◆ Directions for this task ◆
Return every line from the one with "Then point out every instance of the clear" through the one with "Then point out every instance of the beige", inclusive, exactly as it appears below.

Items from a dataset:

★ ★ ★ ★ ★ ★ ★

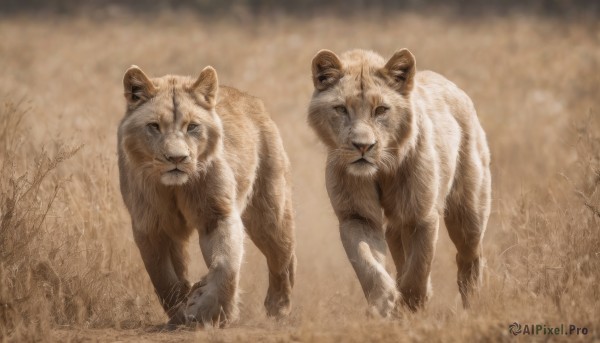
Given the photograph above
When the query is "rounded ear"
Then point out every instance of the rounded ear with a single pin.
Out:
(326, 69)
(137, 86)
(400, 71)
(206, 86)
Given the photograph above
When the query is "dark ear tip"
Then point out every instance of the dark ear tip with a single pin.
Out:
(325, 55)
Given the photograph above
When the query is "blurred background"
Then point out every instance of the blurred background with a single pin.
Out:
(69, 269)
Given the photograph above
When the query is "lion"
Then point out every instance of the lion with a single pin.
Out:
(405, 148)
(194, 155)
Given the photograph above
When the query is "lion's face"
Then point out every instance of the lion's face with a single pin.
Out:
(171, 129)
(361, 108)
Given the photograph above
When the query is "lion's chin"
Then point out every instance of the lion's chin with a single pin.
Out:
(362, 169)
(174, 178)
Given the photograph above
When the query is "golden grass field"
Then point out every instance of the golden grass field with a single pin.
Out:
(70, 271)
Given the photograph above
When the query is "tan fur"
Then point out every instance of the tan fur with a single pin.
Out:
(425, 157)
(193, 155)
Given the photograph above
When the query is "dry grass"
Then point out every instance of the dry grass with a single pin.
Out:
(69, 269)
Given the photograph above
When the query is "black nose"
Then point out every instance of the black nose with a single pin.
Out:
(363, 147)
(177, 158)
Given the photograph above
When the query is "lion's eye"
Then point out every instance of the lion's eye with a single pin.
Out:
(341, 110)
(154, 126)
(381, 110)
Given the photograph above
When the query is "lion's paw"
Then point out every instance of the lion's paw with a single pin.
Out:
(203, 308)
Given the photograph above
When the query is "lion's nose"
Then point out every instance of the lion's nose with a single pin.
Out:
(363, 147)
(176, 158)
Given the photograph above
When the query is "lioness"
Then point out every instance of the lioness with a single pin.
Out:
(404, 149)
(193, 155)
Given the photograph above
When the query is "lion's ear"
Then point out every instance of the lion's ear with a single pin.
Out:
(326, 69)
(400, 71)
(207, 85)
(137, 86)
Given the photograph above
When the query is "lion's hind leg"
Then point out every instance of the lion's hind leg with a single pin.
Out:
(466, 215)
(165, 263)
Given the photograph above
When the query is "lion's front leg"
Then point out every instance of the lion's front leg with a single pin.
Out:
(365, 246)
(213, 301)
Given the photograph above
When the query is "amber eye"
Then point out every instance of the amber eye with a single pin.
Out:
(380, 110)
(341, 110)
(154, 126)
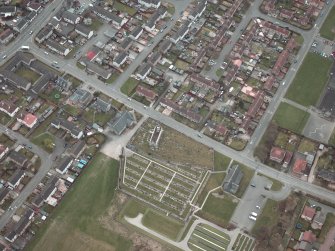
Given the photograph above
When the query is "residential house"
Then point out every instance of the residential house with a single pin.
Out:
(299, 167)
(147, 93)
(6, 36)
(3, 150)
(70, 18)
(181, 32)
(7, 11)
(77, 149)
(308, 213)
(65, 165)
(233, 179)
(150, 3)
(44, 34)
(121, 121)
(16, 80)
(136, 33)
(80, 98)
(101, 105)
(9, 108)
(143, 71)
(27, 119)
(277, 154)
(120, 59)
(318, 220)
(84, 31)
(15, 179)
(99, 71)
(68, 126)
(56, 47)
(49, 189)
(18, 158)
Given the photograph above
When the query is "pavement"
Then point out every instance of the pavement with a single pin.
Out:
(113, 91)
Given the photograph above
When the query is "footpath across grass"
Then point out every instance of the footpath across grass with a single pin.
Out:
(310, 80)
(328, 28)
(77, 217)
(291, 118)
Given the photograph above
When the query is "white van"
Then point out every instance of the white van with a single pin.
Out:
(252, 218)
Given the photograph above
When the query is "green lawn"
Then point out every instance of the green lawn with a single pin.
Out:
(45, 141)
(221, 162)
(310, 80)
(291, 118)
(28, 74)
(268, 218)
(328, 28)
(124, 8)
(75, 224)
(331, 140)
(129, 86)
(248, 173)
(215, 180)
(162, 224)
(219, 210)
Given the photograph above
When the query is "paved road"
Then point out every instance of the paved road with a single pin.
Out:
(46, 164)
(241, 157)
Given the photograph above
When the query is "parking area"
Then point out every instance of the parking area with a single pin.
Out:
(253, 201)
(205, 237)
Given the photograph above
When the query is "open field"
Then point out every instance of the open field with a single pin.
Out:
(290, 117)
(28, 74)
(219, 208)
(310, 80)
(170, 189)
(205, 237)
(74, 224)
(174, 147)
(221, 162)
(328, 27)
(155, 221)
(243, 243)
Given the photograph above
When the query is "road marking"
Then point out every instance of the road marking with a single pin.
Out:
(214, 233)
(210, 242)
(138, 182)
(167, 187)
(196, 246)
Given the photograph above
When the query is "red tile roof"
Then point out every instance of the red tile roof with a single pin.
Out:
(299, 166)
(277, 154)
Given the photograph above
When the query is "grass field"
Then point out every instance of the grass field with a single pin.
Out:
(221, 162)
(205, 237)
(156, 221)
(328, 27)
(74, 224)
(129, 86)
(27, 74)
(248, 173)
(215, 180)
(310, 80)
(268, 217)
(291, 118)
(45, 141)
(185, 151)
(219, 209)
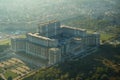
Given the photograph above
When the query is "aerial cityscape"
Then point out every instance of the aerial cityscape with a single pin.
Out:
(59, 40)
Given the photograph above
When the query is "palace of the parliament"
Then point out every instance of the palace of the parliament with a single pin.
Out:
(54, 43)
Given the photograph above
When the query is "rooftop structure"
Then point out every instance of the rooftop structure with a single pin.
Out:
(54, 43)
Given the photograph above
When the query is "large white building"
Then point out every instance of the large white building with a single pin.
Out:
(54, 43)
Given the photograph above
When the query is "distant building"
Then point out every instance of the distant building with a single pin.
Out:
(54, 43)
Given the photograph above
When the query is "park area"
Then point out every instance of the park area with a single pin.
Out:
(14, 68)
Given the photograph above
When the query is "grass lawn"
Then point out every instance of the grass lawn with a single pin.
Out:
(8, 73)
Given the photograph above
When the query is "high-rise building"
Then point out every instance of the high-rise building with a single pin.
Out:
(54, 43)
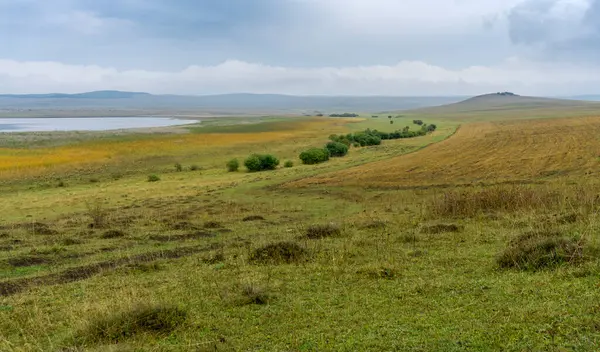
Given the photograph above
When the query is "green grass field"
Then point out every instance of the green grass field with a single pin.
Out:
(93, 257)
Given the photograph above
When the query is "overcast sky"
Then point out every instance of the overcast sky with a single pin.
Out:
(357, 47)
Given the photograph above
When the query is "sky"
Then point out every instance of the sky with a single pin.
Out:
(303, 47)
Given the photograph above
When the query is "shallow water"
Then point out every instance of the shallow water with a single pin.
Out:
(86, 123)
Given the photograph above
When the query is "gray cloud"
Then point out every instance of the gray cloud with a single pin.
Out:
(559, 29)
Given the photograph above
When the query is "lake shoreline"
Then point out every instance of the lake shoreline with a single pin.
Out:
(89, 124)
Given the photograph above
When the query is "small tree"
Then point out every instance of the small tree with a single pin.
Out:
(261, 162)
(314, 156)
(337, 149)
(233, 165)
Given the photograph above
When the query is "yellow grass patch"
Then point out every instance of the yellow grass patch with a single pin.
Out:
(30, 162)
(486, 152)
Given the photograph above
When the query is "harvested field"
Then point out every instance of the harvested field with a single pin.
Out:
(485, 152)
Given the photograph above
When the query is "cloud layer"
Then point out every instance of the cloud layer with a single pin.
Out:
(404, 78)
(414, 47)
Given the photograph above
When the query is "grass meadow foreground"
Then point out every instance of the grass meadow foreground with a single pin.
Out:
(481, 240)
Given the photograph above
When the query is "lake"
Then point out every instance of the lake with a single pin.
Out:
(86, 123)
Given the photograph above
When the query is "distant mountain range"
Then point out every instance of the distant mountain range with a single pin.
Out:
(224, 103)
(101, 94)
(114, 103)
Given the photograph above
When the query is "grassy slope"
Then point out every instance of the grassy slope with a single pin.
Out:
(495, 108)
(383, 285)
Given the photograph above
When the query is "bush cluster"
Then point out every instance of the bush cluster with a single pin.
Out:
(346, 114)
(233, 165)
(336, 149)
(261, 162)
(314, 156)
(370, 137)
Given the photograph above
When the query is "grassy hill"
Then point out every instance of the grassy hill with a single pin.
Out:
(507, 106)
(481, 239)
(132, 103)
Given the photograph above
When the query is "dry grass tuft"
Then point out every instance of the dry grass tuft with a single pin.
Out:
(113, 234)
(541, 250)
(323, 231)
(117, 327)
(253, 218)
(213, 225)
(440, 228)
(252, 294)
(279, 253)
(507, 198)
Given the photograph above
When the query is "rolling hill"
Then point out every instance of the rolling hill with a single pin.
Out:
(508, 106)
(218, 104)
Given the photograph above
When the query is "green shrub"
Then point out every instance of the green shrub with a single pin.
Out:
(153, 178)
(538, 250)
(233, 165)
(314, 156)
(117, 327)
(261, 162)
(337, 149)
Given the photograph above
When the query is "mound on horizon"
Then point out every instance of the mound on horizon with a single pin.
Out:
(506, 105)
(487, 152)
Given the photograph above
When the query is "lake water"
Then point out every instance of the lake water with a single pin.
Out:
(86, 123)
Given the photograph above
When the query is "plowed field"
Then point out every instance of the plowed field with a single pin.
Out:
(485, 152)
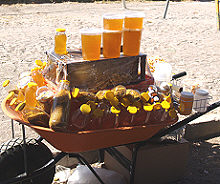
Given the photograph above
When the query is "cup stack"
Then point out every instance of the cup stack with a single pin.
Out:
(133, 26)
(112, 34)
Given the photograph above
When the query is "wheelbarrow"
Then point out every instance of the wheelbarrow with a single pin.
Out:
(30, 161)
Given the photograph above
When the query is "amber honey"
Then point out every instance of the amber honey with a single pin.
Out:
(91, 44)
(112, 44)
(131, 41)
(113, 22)
(134, 20)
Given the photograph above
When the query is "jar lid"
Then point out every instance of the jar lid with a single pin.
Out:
(186, 94)
(202, 92)
(60, 30)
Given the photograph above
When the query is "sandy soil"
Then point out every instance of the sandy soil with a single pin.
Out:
(188, 39)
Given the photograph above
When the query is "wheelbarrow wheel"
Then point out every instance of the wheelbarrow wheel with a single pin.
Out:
(12, 160)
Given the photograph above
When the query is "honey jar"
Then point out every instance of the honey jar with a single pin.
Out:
(186, 103)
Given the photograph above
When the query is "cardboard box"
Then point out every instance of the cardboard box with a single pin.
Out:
(156, 163)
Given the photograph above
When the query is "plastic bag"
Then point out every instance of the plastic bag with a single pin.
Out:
(82, 175)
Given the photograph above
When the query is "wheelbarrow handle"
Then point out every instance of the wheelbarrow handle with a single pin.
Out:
(185, 121)
(176, 76)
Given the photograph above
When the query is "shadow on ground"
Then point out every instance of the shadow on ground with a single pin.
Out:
(204, 165)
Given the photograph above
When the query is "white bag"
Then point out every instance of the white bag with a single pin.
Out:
(82, 175)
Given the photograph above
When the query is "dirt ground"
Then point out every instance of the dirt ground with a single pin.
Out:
(188, 39)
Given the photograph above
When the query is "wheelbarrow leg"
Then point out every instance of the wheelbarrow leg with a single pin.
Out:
(133, 161)
(25, 150)
(12, 128)
(83, 161)
(166, 8)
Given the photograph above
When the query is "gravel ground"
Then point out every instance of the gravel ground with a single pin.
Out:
(188, 39)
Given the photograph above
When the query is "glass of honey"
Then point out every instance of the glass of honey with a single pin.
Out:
(134, 20)
(91, 44)
(111, 43)
(113, 21)
(131, 42)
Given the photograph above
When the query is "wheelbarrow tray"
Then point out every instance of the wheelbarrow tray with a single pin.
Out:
(89, 140)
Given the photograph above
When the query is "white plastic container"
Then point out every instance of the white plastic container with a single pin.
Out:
(200, 100)
(162, 72)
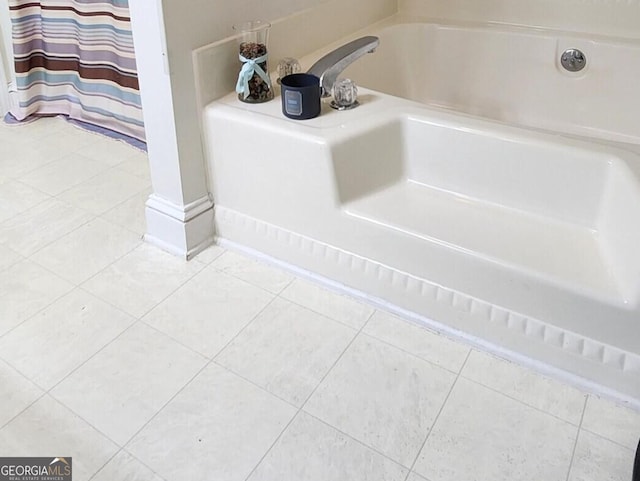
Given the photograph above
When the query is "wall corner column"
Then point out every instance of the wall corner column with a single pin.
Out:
(179, 212)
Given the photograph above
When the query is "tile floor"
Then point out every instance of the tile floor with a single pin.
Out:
(144, 367)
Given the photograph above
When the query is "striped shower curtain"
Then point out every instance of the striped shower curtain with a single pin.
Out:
(76, 57)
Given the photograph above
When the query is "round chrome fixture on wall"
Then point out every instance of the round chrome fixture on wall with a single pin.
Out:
(573, 60)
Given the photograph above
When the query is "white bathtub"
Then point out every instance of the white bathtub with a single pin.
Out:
(511, 75)
(472, 218)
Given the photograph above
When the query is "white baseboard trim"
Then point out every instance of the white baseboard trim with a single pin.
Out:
(580, 361)
(183, 231)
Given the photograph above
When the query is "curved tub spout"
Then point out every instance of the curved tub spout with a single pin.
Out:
(331, 65)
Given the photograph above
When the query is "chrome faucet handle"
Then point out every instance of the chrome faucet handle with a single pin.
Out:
(331, 65)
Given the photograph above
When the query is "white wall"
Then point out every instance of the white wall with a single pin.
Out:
(605, 17)
(179, 212)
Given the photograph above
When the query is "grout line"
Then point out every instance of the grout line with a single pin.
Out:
(300, 409)
(366, 446)
(435, 420)
(575, 444)
(120, 449)
(253, 383)
(77, 368)
(358, 333)
(520, 401)
(244, 328)
(414, 355)
(42, 395)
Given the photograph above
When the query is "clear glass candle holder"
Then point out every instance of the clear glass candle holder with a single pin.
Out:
(254, 83)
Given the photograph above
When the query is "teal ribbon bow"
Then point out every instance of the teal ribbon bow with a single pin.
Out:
(249, 68)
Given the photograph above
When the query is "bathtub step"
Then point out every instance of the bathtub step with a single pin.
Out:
(564, 254)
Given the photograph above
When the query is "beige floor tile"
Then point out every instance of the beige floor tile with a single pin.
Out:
(218, 427)
(383, 397)
(50, 345)
(65, 173)
(486, 436)
(40, 226)
(124, 467)
(255, 272)
(335, 306)
(612, 421)
(104, 191)
(25, 289)
(418, 341)
(208, 311)
(125, 384)
(527, 386)
(47, 428)
(597, 459)
(130, 214)
(139, 281)
(310, 450)
(16, 393)
(287, 350)
(87, 250)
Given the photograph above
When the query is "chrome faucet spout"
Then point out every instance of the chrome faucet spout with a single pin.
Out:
(331, 65)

★ ★ ★ ★ ★ ★ ★

◆ Reply ◆
Then point out every instance of the clear glass candle holder with a single pin.
Out:
(254, 83)
Given the photograph above
When the query is "teal ribbon bow"
Then point out every instance of the teal ribbon bow with a single pin.
Out:
(249, 68)
Given the photograph above
When the query is "bathtub step"
Then point out every instance of the bathtub step with a single pin.
Out:
(564, 254)
Given the photograph above
When the query is "beige floor tile"
Then point out every instance of the beige floor tile with a single pin.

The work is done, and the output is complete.